- WORK INSTRUCTIONS
a) In the elopement article, what do many of the couples appreciate instead of bling bling, possessions and things?
b) Please list every line of the records that contains the string "logo".

- PROVIDED TEXT
○ ○ ○
Eloping is not for everyone. It’s not a fashionable statement, an impulsive decision, or something you should do to look cool. Here we share real reasons why the couples we work with, to guide and photograph them on their wedding day, decided to elope rather than organize a conventional wedding.
Above all, your wedding day should be an intentional celebration, uniting your lives together in a way that is true to your personality, your relationship and your journey as a couple. An elopement offers you the possibility of creating a personalized wedding day without the pressures that are exerted on so many couples when organizing a large wedding. We believe that regardless of whether you choose an intimate wedding or a traditional wedding, you need to ask yourself real questions that will allow you to determine what type of celebration is right for you! Click here to learn more about what an elopement is.
Here are some reasons why the couples we guided chose to elope rather than plan a traditional wedding.
It’s a question of authenticity and intent. For many of our couples, planning a big wedding is more like something they would do for everyone else than something they do for themselves. They realize that it is an important moment and instead of feeling obliged to put on a show for hundreds of people, they prefer to enjoy the day in a much more intimate way by letting go of the traditions. Each human being is different. So why would there be only one way to celebrate a wedding?
The wedding industry presents a perfect picture of what a wedding day should and shouldn’t look like. If you are to believe their hype, you are supposed to have dreamed of your wedding day all your life. If some people create Pinterest boards even before the marriage proposal has even been made … for many couples this really is not the case.
Several couples told us that the planning of a conventional wedding and all the stress that it brought had just become too overwhelming. They chose to elope instead because they felt like their day was more about entertaining guests than reflecting their personalities or their relationship.
“It’s our day, we don’t want to have to take into account the opinions of others. “
Everyone has an idea on how you should celebrate your day and some believe they are entitled to share it with you. Sometimes you feel compelled to invite someone you don’t particularly like just because you are related or feel pressured to make choices that will appeal to others.
A wedding day should really only concern the couple. Say goodbye to the Bossy Queens (and Kings!) and organize a wedding that suits you – and nothing else.
Many of the couples we work with appreciate new experiences and adventures rather than bling bling, possessions and things. By choosing to elope, you start your new life in a memorable place while discovering a new culture, a new landscape or a new activity. Whether you decide to elope in a place on your bucket list or a place that is significant for both of you, the day remains faithful to the experience rather than to material goods! You don’t need a wedding cake, a caterer or other suppliers unless you really want them!
Do you want to hike in the morning and then exchange your vows at sunset?
Or, are the beach and the sea more your thing and you want to explore islands by kayak and exchange your vows on the beach?
Or do you rather want to relax at the chalet in the morning, while remembering all the reasons why you will finally say yes to each other and exchange your vows in the middle of a clearing in a pine forest?
The possibilities are endless to personalize your wedding day experience as you wish. Traditional weddings often become copy and paste versions, because of suggestions from your wedding planner or because you are unaware of other options. An elopement offers the opportunity to build a personalized wedding experience according to your interests and your relationship.
As intimate wedding and elopement guides and photographers, we are here to help you, to ask the difficult but crucial questions and to make your day a memorable experience!
○ ○ ○
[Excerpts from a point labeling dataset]
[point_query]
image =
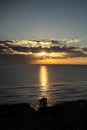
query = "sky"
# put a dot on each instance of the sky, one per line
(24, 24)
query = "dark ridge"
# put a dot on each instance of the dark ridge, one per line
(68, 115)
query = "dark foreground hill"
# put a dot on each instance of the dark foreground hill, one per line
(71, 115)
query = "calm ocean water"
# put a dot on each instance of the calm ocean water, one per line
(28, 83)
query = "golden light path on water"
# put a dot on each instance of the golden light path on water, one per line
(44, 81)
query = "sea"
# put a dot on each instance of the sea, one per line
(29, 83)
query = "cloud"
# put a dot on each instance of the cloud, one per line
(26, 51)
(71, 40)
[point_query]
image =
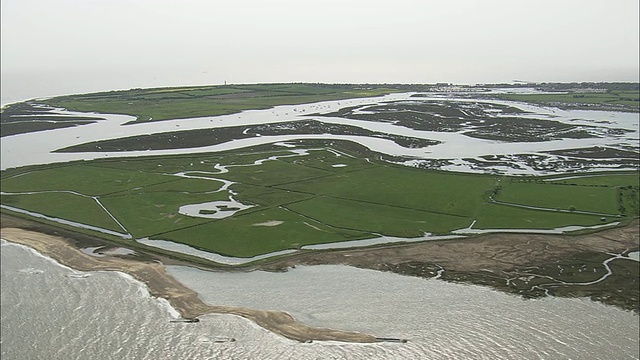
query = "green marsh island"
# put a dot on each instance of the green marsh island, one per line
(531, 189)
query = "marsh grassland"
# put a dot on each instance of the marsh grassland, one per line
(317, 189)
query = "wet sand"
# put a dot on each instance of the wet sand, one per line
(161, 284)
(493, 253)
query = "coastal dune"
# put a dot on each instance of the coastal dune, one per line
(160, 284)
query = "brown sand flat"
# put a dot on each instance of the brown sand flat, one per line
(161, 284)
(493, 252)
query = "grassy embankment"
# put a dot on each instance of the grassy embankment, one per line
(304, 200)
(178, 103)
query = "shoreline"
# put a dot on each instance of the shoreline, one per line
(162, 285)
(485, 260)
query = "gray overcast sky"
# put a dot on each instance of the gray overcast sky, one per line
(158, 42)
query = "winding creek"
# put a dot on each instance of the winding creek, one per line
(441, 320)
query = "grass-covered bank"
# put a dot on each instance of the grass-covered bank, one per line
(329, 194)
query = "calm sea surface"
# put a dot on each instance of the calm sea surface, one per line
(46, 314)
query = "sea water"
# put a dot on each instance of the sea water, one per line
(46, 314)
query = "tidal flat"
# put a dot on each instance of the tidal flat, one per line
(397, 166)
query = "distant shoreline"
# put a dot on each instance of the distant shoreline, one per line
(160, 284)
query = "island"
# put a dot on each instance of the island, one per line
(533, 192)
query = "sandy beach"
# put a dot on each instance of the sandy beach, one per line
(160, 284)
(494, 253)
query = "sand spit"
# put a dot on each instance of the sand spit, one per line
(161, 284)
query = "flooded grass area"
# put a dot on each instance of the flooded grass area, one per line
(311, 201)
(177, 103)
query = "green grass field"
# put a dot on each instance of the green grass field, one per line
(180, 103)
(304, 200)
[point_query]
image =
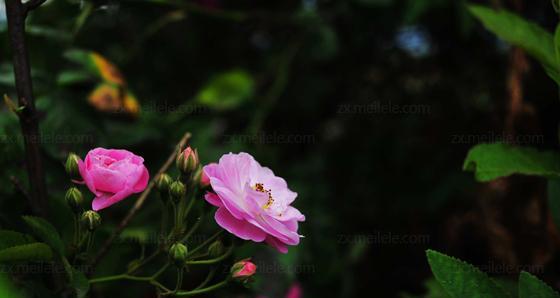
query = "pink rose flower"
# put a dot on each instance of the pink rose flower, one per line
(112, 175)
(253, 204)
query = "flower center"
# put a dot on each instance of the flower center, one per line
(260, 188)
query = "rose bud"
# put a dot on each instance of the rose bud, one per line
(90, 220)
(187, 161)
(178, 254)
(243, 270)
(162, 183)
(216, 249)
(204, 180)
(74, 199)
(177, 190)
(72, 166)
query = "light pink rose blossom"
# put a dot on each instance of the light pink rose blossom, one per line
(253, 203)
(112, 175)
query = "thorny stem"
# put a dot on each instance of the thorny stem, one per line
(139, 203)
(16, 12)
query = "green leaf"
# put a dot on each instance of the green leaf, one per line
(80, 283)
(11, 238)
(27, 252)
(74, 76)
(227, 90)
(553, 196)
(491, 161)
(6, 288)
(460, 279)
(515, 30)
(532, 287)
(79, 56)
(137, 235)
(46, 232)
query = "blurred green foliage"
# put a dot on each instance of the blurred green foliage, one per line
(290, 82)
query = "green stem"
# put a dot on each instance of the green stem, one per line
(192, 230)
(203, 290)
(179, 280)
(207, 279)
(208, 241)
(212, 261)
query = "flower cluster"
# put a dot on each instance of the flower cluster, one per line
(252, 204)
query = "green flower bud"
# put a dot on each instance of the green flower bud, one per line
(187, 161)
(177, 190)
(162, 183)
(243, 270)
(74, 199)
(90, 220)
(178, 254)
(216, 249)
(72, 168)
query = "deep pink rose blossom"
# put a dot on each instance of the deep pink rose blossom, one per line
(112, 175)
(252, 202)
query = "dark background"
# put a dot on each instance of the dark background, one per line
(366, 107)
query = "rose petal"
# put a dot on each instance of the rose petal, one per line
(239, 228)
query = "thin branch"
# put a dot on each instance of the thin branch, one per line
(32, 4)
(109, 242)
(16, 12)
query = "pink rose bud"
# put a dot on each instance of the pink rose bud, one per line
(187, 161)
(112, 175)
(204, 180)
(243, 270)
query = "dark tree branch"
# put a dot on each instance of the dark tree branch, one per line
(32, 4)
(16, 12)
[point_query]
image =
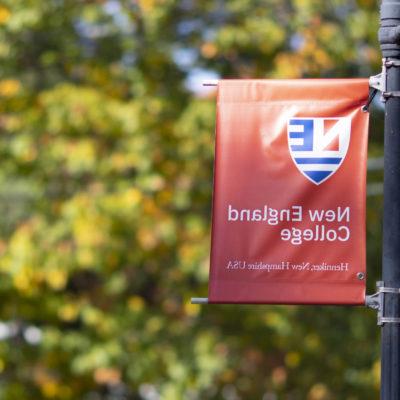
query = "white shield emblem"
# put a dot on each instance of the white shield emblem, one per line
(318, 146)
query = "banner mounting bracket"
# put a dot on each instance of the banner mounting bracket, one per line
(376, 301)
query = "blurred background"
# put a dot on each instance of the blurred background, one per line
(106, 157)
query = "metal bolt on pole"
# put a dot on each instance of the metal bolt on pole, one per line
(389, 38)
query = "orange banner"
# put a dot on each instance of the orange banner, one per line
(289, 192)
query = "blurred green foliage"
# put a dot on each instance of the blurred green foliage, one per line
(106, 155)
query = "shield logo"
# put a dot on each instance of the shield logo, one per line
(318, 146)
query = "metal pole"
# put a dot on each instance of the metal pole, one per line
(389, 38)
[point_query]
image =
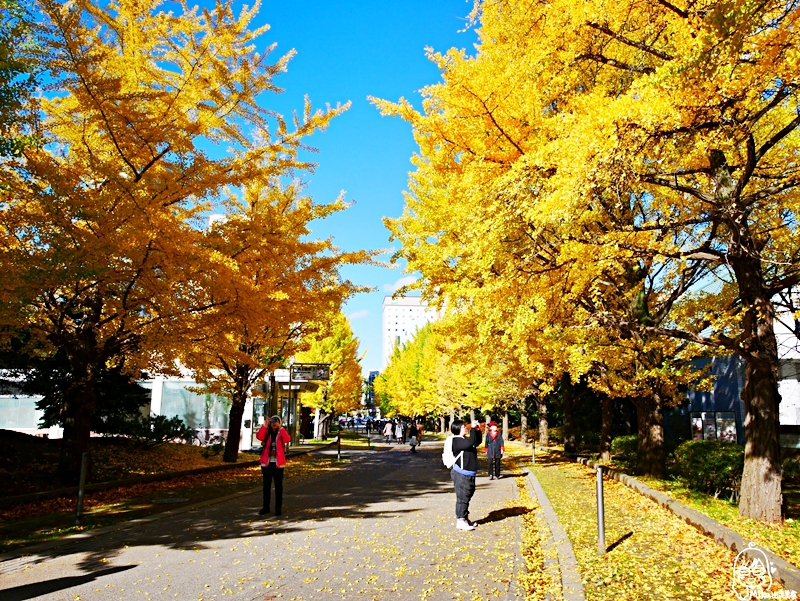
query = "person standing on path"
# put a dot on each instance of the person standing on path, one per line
○ ○ ○
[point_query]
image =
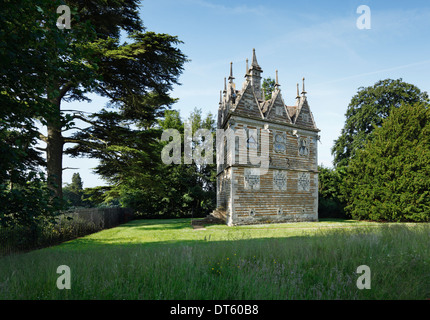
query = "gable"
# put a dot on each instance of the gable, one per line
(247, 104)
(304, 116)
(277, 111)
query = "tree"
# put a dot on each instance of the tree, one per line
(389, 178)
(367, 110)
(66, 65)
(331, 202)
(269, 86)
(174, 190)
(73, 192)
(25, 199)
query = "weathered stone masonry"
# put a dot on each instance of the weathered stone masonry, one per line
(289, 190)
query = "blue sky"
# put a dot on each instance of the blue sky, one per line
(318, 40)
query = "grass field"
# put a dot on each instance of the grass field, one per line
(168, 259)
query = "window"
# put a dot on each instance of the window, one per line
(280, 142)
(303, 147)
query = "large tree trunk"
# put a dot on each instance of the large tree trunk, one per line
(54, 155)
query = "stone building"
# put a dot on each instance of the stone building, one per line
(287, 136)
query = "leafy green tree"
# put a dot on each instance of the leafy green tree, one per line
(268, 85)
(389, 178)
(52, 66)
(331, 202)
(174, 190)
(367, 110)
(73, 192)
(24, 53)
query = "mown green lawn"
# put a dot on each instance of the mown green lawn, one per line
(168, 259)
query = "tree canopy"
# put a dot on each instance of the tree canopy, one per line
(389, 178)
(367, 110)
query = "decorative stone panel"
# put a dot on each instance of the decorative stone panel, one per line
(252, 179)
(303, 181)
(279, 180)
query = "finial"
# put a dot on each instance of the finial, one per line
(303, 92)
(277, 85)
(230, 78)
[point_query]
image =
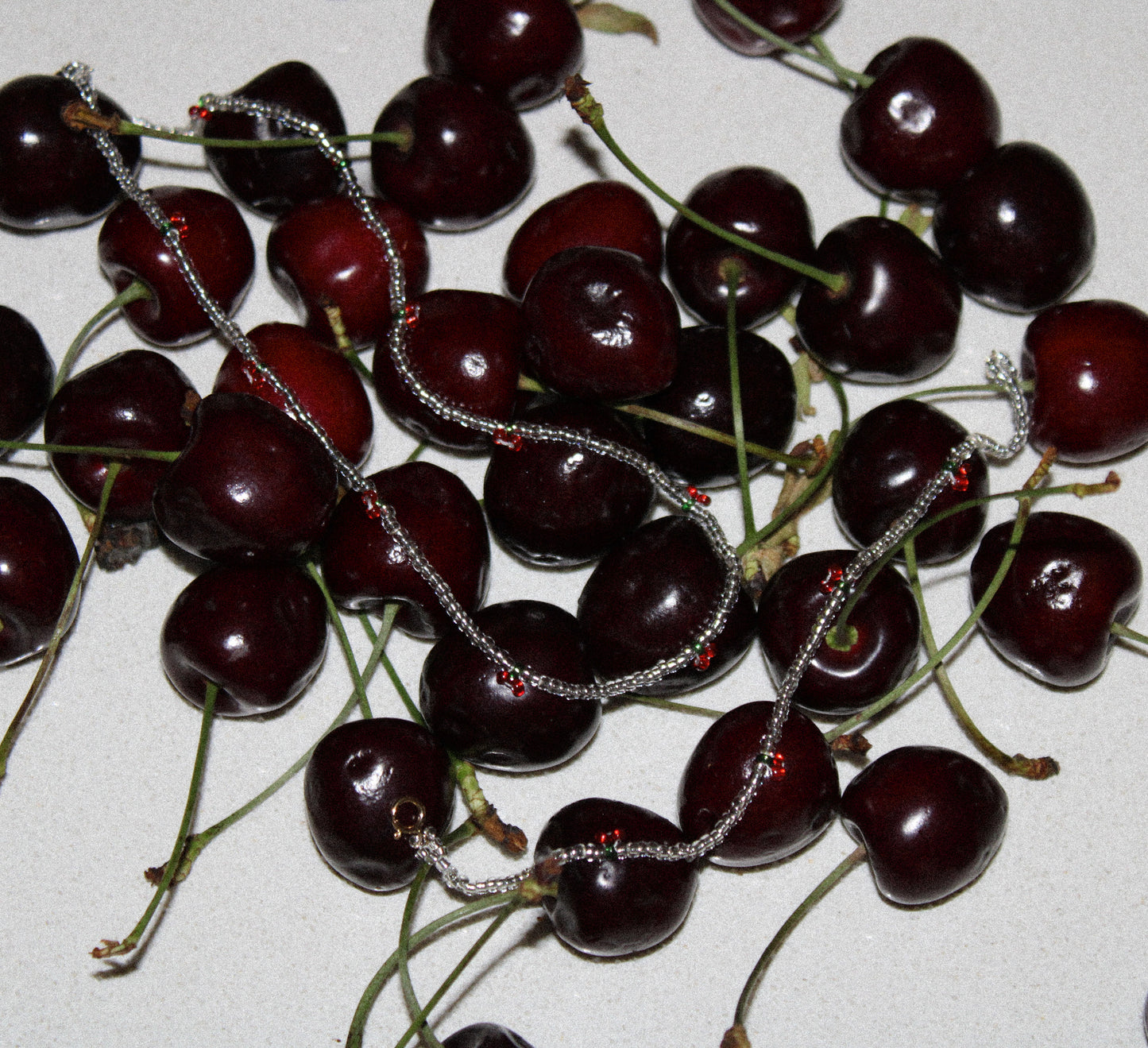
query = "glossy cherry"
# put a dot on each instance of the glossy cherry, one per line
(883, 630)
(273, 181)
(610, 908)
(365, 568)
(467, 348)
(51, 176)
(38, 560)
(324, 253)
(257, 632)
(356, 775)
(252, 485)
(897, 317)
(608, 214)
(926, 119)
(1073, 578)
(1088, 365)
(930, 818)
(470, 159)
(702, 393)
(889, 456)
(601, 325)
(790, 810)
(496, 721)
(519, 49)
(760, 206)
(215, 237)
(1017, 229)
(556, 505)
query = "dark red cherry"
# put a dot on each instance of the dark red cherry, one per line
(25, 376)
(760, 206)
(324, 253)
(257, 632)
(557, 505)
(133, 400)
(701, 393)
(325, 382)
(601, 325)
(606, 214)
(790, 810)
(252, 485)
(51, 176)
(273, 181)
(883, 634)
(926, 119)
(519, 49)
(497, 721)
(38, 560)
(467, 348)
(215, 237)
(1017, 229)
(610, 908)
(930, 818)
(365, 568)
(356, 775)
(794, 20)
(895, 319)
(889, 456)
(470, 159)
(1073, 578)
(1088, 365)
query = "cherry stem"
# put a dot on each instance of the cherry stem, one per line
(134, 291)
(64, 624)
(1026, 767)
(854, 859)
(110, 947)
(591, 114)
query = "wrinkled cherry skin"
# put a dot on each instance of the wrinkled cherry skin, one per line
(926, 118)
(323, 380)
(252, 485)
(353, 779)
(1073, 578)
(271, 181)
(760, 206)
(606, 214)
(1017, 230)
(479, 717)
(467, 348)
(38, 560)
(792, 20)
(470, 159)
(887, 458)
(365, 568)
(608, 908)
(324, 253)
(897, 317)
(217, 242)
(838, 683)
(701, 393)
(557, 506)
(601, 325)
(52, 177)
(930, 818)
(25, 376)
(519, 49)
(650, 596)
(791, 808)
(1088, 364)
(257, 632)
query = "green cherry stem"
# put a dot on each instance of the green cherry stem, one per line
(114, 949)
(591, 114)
○ ○ ○
- RESPONSES PER TASK
a) New experiences and adventures.

b)
query = "shield logo"
# put a dot on each instance of the shield logo, one per line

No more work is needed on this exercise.